The entries below need to be written out exactly, with no pictures included.

* RECORDS FOR THIS TASK *
....

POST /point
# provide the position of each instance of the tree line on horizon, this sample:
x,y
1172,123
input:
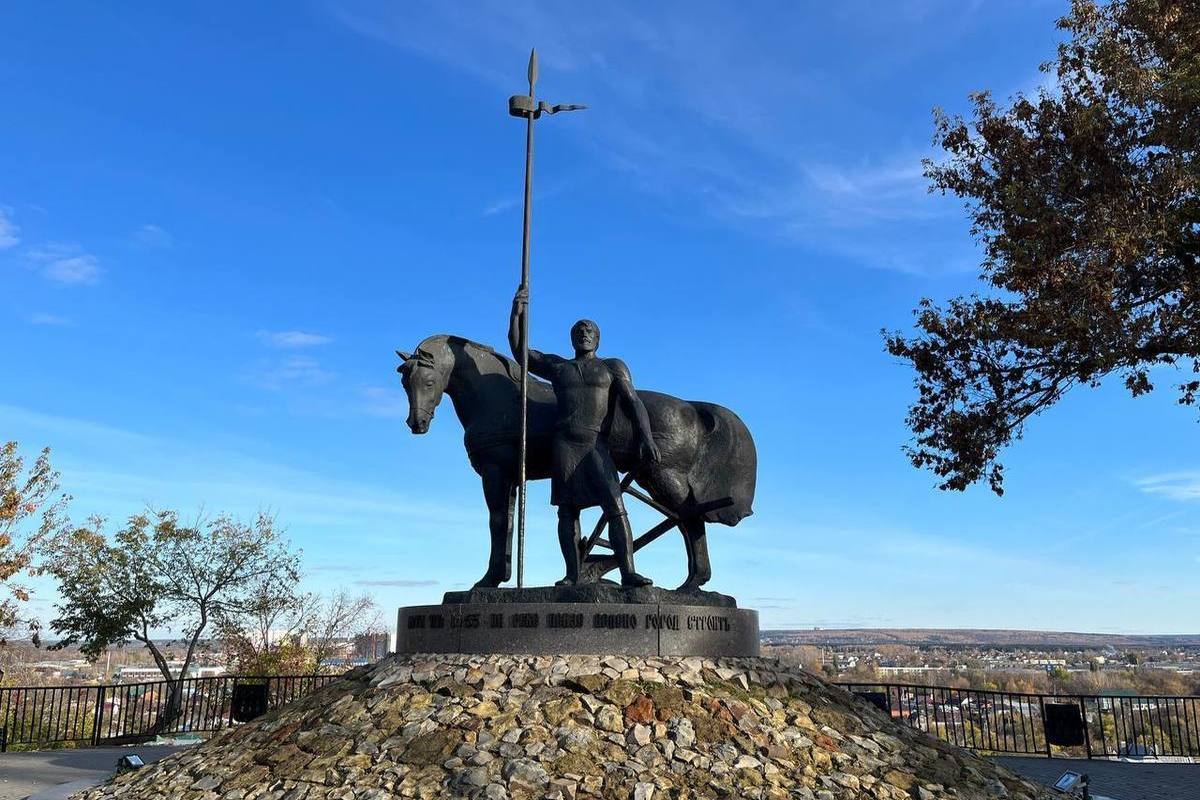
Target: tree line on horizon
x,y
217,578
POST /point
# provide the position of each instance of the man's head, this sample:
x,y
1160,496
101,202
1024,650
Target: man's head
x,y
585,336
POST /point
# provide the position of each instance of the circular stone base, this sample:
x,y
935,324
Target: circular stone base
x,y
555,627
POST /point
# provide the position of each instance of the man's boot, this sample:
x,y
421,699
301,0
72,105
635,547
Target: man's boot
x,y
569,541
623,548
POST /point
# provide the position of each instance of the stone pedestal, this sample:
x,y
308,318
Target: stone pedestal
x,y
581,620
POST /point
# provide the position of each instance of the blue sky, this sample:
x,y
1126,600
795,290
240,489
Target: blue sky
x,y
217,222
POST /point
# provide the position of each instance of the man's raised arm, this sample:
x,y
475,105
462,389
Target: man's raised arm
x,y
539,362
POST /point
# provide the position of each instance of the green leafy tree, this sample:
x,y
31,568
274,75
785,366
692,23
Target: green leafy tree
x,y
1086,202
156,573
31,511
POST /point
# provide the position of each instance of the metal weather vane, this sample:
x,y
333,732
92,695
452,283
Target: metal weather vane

....

* RESPONSE FOR THIS EXERCISE *
POST /point
# provide the position of each instance of the tree line on horizon, this sample:
x,y
1172,123
input:
Target: tree line on horizon
x,y
217,578
POST /point
# provide the position of each instance of the man's head, this sample:
x,y
1160,496
101,202
1024,650
Target: man's head
x,y
585,336
POST /point
# provide the position of each instance of the circular stone base, this sample:
x,y
935,324
Target: circular stone base
x,y
555,627
POST /point
# provide the position of each instance of the man's boot, this sample:
x,y
421,699
301,0
72,105
635,547
Target: man's boot
x,y
569,541
623,548
POST /point
# provide the position of each instance of the stone pedestal, this sample:
x,y
308,318
Target: stone pedestal
x,y
581,620
POST /point
# provide the position of each instance of the blue sky, this sample:
x,y
1126,600
795,290
240,489
Target: blue sky
x,y
217,222
POST /point
# provide the position of each instance of the man's raised arm, this sample:
x,y
475,105
462,389
Target: man's raised arm
x,y
539,362
POST /point
# provide the position of each instance of the green leafy tree, this sample:
x,y
31,568
274,75
785,366
692,23
Target: green leafy tree
x,y
1086,202
156,573
31,511
POST /point
# provide the position of each instance of the metal weather vane, this sample:
x,y
333,732
92,695
452,283
Target: metal weather vane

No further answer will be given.